Retype the lines from the one containing "What element on screen corresponds to the distant iceberg?" through the last line of the entries below, exactly and in full, omitting every image.

STORED DATA START

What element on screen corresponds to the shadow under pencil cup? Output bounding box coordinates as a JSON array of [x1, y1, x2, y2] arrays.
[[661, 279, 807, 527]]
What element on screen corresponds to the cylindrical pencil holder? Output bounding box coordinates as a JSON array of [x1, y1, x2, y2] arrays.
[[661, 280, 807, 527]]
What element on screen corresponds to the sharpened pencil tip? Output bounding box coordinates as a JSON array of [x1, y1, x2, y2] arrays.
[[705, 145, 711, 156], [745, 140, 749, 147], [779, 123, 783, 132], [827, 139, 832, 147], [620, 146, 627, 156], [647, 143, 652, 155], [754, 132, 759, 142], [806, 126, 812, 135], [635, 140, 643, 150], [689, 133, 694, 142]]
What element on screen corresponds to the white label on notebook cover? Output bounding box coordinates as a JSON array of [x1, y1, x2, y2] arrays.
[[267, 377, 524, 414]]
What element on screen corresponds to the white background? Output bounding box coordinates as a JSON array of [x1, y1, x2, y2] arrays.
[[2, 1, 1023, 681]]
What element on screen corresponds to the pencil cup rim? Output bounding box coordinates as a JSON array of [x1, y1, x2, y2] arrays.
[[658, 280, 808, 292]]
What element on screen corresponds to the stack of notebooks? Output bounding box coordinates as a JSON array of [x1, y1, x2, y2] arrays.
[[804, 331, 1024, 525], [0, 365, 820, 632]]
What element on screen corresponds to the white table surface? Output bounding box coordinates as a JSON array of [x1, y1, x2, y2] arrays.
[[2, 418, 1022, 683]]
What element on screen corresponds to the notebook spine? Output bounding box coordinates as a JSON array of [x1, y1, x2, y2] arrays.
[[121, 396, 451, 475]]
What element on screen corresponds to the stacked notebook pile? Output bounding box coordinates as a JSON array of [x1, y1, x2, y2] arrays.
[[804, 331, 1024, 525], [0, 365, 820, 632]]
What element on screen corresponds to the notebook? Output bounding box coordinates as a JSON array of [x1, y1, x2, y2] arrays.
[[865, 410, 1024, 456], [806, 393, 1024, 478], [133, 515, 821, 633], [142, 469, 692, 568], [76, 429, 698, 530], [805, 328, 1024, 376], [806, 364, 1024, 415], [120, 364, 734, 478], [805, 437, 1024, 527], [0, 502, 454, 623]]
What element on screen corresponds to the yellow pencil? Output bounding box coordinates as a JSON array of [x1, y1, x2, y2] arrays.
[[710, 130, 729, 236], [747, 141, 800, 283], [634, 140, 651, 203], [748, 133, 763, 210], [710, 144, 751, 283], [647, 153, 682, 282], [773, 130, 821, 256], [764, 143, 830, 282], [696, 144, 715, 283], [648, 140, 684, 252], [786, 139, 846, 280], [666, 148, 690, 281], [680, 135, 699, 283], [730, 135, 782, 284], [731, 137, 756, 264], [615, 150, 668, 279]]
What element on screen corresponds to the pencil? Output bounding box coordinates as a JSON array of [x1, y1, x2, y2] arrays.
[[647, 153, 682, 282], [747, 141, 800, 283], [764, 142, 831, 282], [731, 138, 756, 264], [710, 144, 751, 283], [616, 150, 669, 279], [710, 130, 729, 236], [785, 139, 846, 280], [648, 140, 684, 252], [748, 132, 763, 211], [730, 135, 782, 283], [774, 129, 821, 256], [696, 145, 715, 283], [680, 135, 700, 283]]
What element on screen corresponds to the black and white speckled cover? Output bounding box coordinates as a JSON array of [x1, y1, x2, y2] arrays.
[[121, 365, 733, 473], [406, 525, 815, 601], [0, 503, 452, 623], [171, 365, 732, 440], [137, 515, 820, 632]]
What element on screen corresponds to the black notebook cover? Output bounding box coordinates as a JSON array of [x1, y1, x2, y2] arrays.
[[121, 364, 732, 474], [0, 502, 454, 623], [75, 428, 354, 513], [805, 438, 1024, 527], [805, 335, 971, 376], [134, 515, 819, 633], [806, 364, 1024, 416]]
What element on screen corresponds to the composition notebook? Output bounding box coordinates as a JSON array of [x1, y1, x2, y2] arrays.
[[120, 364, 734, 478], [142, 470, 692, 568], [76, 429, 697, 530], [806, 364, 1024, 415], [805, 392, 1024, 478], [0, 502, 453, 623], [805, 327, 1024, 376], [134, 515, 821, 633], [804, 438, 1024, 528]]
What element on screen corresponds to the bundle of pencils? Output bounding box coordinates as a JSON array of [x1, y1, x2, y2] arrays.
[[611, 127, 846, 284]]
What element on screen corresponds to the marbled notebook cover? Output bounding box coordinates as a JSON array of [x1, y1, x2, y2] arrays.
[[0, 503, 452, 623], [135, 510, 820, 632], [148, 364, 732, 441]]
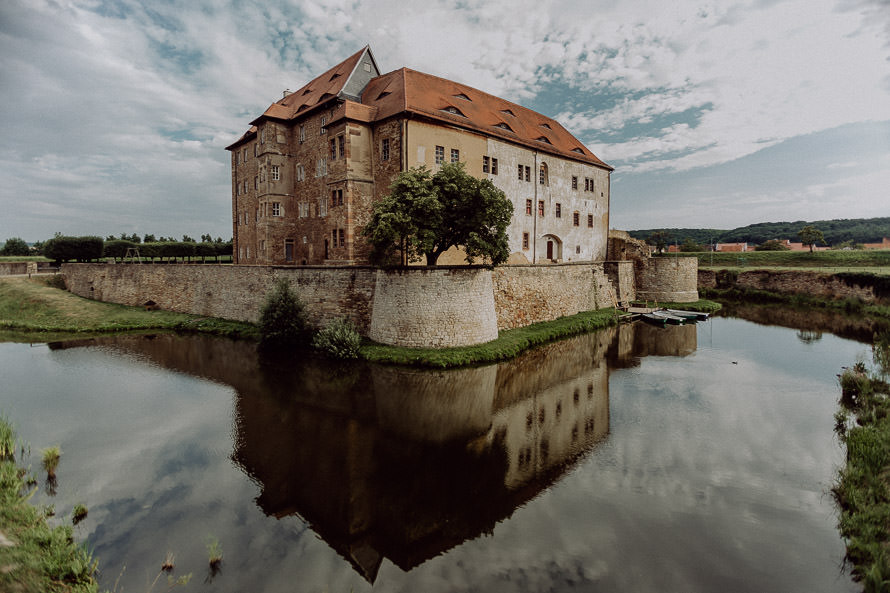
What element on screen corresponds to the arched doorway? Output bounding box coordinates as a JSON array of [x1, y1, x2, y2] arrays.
[[541, 234, 562, 262]]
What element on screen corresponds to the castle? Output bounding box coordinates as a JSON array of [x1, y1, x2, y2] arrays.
[[226, 46, 613, 266]]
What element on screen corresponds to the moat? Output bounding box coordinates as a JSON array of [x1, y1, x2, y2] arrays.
[[1, 315, 867, 592]]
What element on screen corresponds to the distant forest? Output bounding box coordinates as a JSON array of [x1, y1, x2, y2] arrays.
[[626, 217, 890, 246]]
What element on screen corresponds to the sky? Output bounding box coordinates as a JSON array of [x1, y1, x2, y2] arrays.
[[1, 0, 888, 243]]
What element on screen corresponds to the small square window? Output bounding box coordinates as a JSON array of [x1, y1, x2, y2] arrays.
[[435, 145, 445, 165]]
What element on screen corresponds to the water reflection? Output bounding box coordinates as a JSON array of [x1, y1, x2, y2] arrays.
[[47, 322, 697, 583]]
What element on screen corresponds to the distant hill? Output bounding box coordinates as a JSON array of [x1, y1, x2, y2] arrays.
[[626, 217, 890, 246]]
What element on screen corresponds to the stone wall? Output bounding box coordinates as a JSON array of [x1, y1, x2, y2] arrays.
[[62, 260, 650, 347], [63, 264, 378, 331], [699, 268, 888, 304], [369, 268, 498, 348], [635, 256, 699, 303], [0, 262, 33, 275]]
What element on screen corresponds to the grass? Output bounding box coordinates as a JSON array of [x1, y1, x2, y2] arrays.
[[0, 419, 99, 593], [682, 248, 890, 269], [0, 276, 258, 339], [361, 307, 626, 368], [702, 286, 890, 323], [42, 446, 61, 479], [833, 343, 890, 590], [71, 504, 88, 525]]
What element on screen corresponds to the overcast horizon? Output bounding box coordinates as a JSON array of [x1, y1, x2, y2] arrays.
[[2, 0, 888, 243]]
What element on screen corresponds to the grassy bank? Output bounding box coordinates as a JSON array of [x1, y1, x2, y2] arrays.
[[834, 336, 890, 590], [679, 249, 890, 270], [702, 286, 890, 324], [0, 276, 258, 339], [0, 418, 98, 593]]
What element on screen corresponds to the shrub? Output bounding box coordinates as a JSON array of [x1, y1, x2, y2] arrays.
[[72, 503, 88, 525], [312, 317, 361, 359], [42, 445, 61, 478], [1, 237, 30, 256], [259, 278, 308, 345], [756, 239, 790, 251]]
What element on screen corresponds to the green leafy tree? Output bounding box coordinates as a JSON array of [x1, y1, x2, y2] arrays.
[[1, 237, 30, 256], [678, 238, 704, 252], [259, 278, 308, 345], [143, 234, 156, 243], [797, 225, 826, 252], [362, 163, 513, 266], [755, 239, 790, 251], [648, 230, 672, 253]]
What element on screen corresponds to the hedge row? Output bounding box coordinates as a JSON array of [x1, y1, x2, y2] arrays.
[[43, 236, 233, 263]]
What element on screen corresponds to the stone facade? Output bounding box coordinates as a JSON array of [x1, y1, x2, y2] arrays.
[[699, 269, 888, 304], [634, 256, 699, 303], [62, 262, 640, 347], [369, 268, 498, 348], [0, 262, 35, 275], [228, 47, 612, 268]]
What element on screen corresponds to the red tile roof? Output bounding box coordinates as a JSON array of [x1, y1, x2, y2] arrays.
[[230, 47, 611, 170]]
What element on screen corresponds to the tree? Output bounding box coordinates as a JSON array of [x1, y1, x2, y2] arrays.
[[756, 239, 790, 251], [259, 278, 308, 345], [797, 225, 826, 252], [1, 237, 30, 256], [678, 238, 704, 252], [648, 230, 672, 253], [362, 163, 513, 266]]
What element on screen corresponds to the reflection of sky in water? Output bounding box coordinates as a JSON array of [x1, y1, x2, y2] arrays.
[[0, 318, 867, 592]]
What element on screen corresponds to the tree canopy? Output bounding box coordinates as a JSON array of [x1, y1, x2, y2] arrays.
[[1, 237, 30, 256], [362, 163, 514, 266], [797, 225, 826, 252]]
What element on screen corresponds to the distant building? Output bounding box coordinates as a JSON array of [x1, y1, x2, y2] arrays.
[[863, 238, 890, 250], [226, 46, 613, 266], [715, 242, 748, 252]]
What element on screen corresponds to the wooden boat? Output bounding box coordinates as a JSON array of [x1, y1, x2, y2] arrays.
[[649, 310, 686, 325], [641, 312, 669, 327], [666, 308, 710, 321]]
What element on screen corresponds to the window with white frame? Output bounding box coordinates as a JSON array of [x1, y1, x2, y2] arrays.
[[435, 145, 445, 165], [271, 165, 280, 181], [320, 116, 327, 134], [319, 196, 327, 217], [316, 158, 327, 177], [483, 156, 490, 173], [299, 125, 305, 143], [271, 202, 281, 216], [296, 164, 305, 181], [451, 148, 459, 163]]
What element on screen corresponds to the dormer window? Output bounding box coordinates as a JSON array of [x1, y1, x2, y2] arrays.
[[494, 122, 514, 132], [572, 147, 585, 154], [536, 136, 552, 144], [539, 123, 552, 130], [319, 92, 334, 102], [500, 109, 516, 117], [453, 93, 471, 101], [376, 91, 391, 100], [330, 72, 341, 81], [302, 88, 313, 96], [442, 106, 467, 117]]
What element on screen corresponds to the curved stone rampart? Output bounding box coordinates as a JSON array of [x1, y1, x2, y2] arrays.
[[635, 256, 699, 303], [369, 267, 498, 348]]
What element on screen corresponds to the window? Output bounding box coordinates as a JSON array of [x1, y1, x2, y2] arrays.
[[522, 232, 529, 250], [316, 158, 327, 177], [338, 229, 345, 247], [539, 163, 548, 185], [538, 200, 544, 217], [260, 128, 265, 144], [243, 180, 248, 194], [588, 214, 594, 228], [338, 135, 344, 159], [299, 125, 305, 143], [572, 176, 578, 190], [573, 212, 580, 226], [555, 203, 562, 218], [525, 199, 532, 216], [332, 229, 337, 246], [285, 239, 294, 262], [451, 148, 459, 163], [272, 202, 281, 216], [585, 178, 594, 192], [518, 164, 523, 180], [296, 164, 305, 181], [254, 176, 258, 189], [330, 138, 337, 159], [331, 189, 343, 206], [271, 165, 280, 181], [320, 116, 327, 134], [242, 147, 247, 162], [381, 138, 390, 161], [319, 196, 327, 217], [483, 156, 490, 173], [525, 166, 531, 182], [435, 145, 445, 165], [299, 203, 309, 218], [576, 245, 581, 254], [491, 158, 498, 175]]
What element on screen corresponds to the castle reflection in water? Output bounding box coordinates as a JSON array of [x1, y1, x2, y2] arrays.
[[54, 321, 696, 581]]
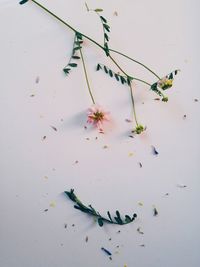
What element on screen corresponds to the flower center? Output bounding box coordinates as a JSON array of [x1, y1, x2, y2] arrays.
[[93, 111, 104, 121]]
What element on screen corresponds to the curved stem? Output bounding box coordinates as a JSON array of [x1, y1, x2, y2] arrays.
[[129, 83, 139, 127], [109, 49, 161, 80], [131, 78, 151, 87], [79, 47, 95, 104]]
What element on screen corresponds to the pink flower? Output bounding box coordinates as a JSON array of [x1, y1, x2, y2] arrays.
[[87, 104, 110, 132]]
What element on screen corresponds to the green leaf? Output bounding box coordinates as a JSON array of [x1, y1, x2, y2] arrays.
[[104, 66, 108, 73], [72, 56, 80, 59], [96, 64, 102, 71], [104, 42, 109, 56], [115, 210, 123, 224], [63, 68, 71, 74], [125, 215, 132, 223], [68, 63, 77, 67], [107, 211, 113, 222], [169, 72, 173, 79], [103, 24, 110, 32], [120, 76, 126, 84], [98, 218, 104, 227], [104, 33, 109, 42], [19, 0, 29, 4], [76, 32, 83, 40], [100, 16, 107, 23], [108, 69, 113, 77], [127, 77, 132, 85], [73, 47, 82, 53], [94, 8, 103, 12], [115, 74, 120, 81]]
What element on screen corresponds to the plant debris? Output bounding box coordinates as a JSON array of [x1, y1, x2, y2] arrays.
[[183, 114, 187, 119], [50, 201, 56, 208], [177, 184, 187, 188], [138, 162, 142, 168], [153, 207, 158, 216], [35, 76, 40, 83], [30, 94, 35, 97], [194, 99, 198, 102], [42, 136, 47, 140], [50, 125, 57, 131], [137, 227, 144, 234], [140, 244, 145, 247], [44, 209, 48, 212], [85, 236, 88, 242], [154, 98, 160, 101], [113, 11, 118, 16], [152, 145, 159, 155], [125, 119, 132, 123], [101, 247, 112, 256], [129, 135, 134, 138]]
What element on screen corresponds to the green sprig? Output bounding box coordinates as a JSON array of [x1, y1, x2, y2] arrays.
[[65, 189, 137, 227], [63, 32, 83, 75], [96, 63, 133, 85]]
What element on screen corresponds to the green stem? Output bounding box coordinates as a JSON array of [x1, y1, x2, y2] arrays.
[[131, 78, 151, 87], [109, 49, 161, 80], [108, 54, 129, 76], [129, 82, 139, 127], [30, 0, 153, 87], [31, 0, 104, 51], [79, 47, 95, 104]]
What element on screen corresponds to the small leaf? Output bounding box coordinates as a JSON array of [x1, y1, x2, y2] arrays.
[[104, 33, 109, 42], [68, 63, 77, 67], [96, 64, 102, 71], [72, 56, 80, 59], [108, 69, 113, 77], [19, 0, 29, 4], [63, 68, 71, 74], [98, 218, 104, 227], [115, 74, 120, 81], [74, 205, 84, 211], [76, 32, 83, 40], [104, 66, 108, 73], [120, 76, 126, 84], [125, 215, 132, 223], [169, 72, 173, 79], [115, 210, 123, 224], [107, 211, 113, 222], [94, 8, 103, 12], [100, 16, 107, 23], [103, 24, 110, 32], [127, 77, 131, 85], [73, 46, 82, 53]]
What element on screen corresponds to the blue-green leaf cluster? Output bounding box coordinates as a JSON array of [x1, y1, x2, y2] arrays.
[[65, 189, 137, 227]]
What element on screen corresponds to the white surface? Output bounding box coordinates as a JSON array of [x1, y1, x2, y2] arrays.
[[1, 1, 200, 267]]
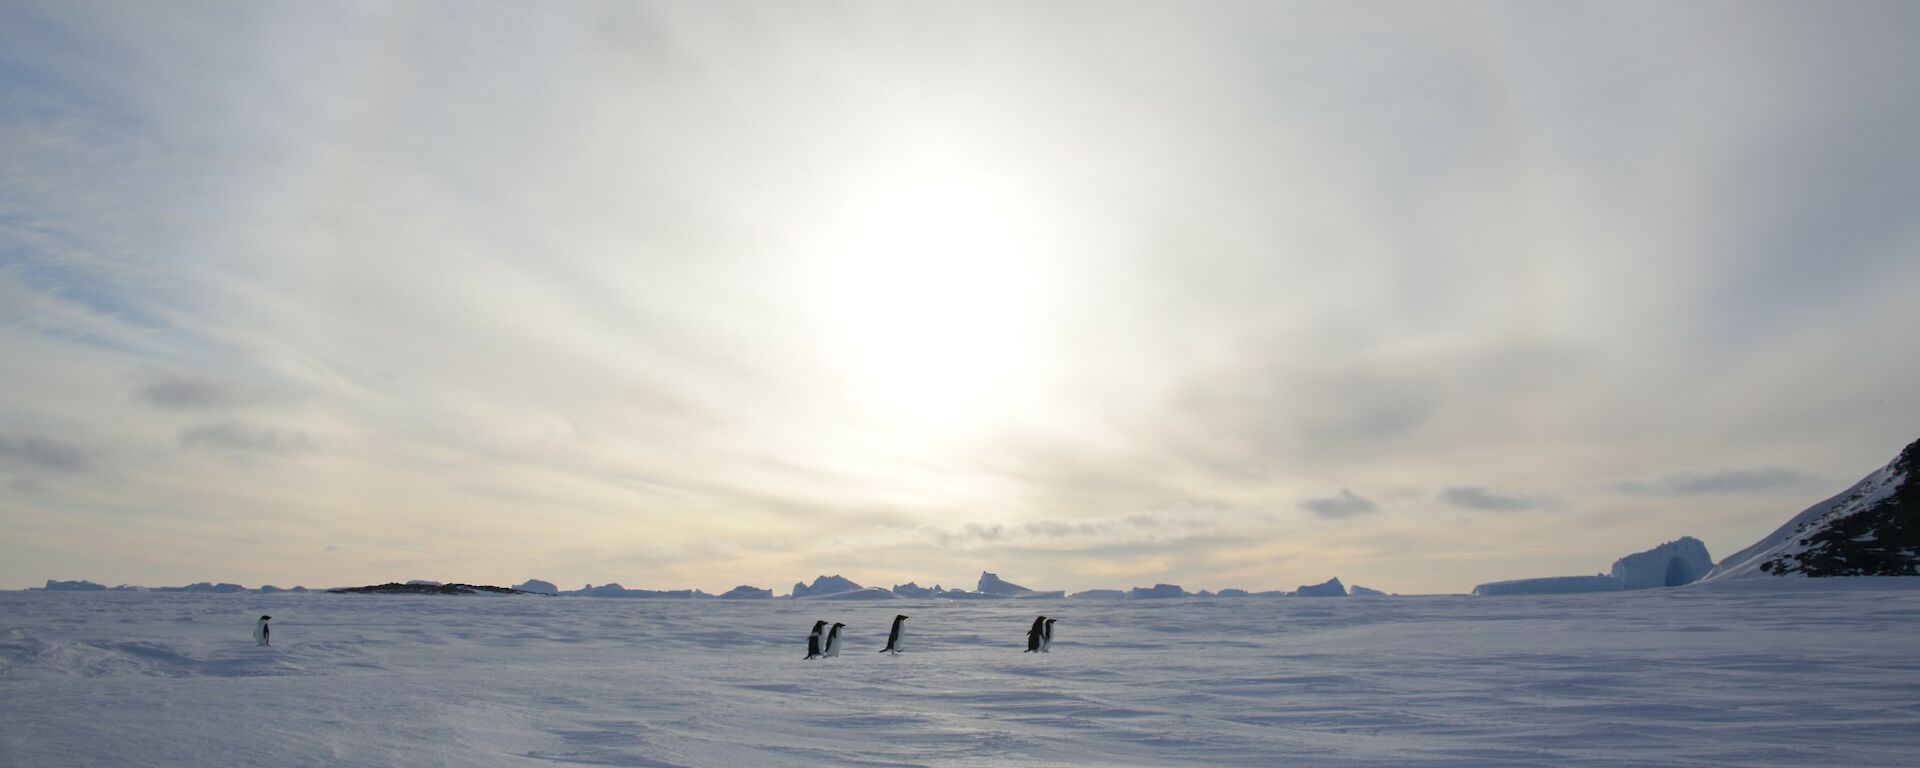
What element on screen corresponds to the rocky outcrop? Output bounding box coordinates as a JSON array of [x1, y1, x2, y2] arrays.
[[717, 585, 773, 599], [1294, 577, 1347, 597], [1710, 438, 1920, 579], [513, 579, 559, 595]]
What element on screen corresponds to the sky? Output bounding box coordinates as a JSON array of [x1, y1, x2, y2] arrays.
[[3, 1, 1918, 594]]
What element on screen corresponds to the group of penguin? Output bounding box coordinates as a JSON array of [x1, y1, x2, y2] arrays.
[[251, 612, 1064, 656], [803, 614, 1059, 659]]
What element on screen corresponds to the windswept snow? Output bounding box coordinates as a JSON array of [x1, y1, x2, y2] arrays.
[[5, 585, 1920, 766]]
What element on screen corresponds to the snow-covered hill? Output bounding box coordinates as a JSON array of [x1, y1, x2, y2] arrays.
[[1708, 438, 1920, 580]]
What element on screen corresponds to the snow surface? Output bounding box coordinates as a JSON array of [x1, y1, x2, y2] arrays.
[[5, 585, 1920, 766]]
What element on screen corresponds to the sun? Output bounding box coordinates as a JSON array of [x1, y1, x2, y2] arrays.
[[805, 157, 1058, 437]]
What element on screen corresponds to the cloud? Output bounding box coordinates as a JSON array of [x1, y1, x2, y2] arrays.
[[0, 433, 91, 473], [136, 369, 289, 411], [1298, 489, 1380, 520], [909, 505, 1263, 551], [178, 421, 316, 456], [1436, 485, 1543, 512], [1611, 467, 1822, 496]]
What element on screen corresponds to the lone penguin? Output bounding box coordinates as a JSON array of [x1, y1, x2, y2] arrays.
[[879, 614, 909, 655], [804, 620, 829, 660], [823, 622, 846, 658], [1025, 616, 1047, 652], [254, 615, 272, 647], [1040, 618, 1057, 652]]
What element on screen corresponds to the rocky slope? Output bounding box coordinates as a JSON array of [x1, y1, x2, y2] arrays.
[[1709, 438, 1919, 579]]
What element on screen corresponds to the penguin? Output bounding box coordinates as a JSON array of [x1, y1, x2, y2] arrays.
[[804, 620, 828, 660], [1024, 616, 1047, 652], [879, 614, 908, 655], [254, 615, 272, 647], [1040, 618, 1057, 652], [823, 622, 846, 658]]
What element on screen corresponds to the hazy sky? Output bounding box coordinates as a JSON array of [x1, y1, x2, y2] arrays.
[[3, 1, 1917, 593]]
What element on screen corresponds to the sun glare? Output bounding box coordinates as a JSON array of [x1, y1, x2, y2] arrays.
[[808, 161, 1055, 436]]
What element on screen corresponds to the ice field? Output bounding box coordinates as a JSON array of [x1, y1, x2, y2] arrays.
[[5, 582, 1920, 767]]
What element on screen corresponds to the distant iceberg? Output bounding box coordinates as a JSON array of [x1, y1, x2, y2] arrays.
[[789, 575, 863, 598], [40, 579, 106, 591], [1473, 536, 1714, 596], [1294, 577, 1347, 597]]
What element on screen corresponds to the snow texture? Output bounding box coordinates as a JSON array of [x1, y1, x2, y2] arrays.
[[1709, 438, 1919, 580], [1348, 585, 1387, 597], [1128, 583, 1185, 599], [6, 584, 1920, 766]]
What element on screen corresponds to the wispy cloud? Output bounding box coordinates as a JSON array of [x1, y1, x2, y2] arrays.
[[1298, 489, 1380, 520], [135, 369, 293, 412], [178, 421, 316, 456], [1436, 485, 1549, 513], [1610, 467, 1823, 497], [0, 433, 91, 474]]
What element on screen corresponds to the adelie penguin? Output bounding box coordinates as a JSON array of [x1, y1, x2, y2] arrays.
[[1025, 616, 1047, 652], [254, 615, 272, 647], [823, 622, 846, 658], [879, 614, 909, 655], [1040, 618, 1057, 653], [804, 620, 829, 660]]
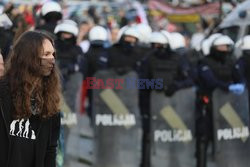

STORED DATA END

# RESPONSE AREA:
What element on screen corresponds to the distant iceberg? Output bounding box coordinates as a JSON array of [x1, y1, x2, y2] arrays.
[[789, 575, 863, 598], [40, 579, 106, 591], [1473, 536, 1714, 596], [1294, 577, 1347, 597]]
What element on screen corresponds to the snow texture? Output bounding box coordinates as a JSON array of [x1, y1, x2, y2] arrays.
[[1709, 438, 1919, 580], [1348, 585, 1387, 597], [1128, 583, 1185, 599], [6, 584, 1920, 766]]
What element on screen corresponds to the wispy cloud? Output bounding box coordinates as a JSON array of [x1, y1, x2, y2] arrays.
[[1298, 489, 1380, 520], [135, 369, 293, 412], [178, 421, 316, 456], [1436, 485, 1549, 513], [1610, 467, 1823, 497], [0, 433, 91, 474]]
What element on screen corresponds to the adelie penguin? Output bounding box coordinates as a JSON array of [x1, y1, x2, y2] arrays.
[[1025, 616, 1047, 652], [254, 615, 272, 647], [823, 622, 846, 658], [879, 614, 909, 655], [1040, 618, 1057, 653], [804, 620, 829, 660]]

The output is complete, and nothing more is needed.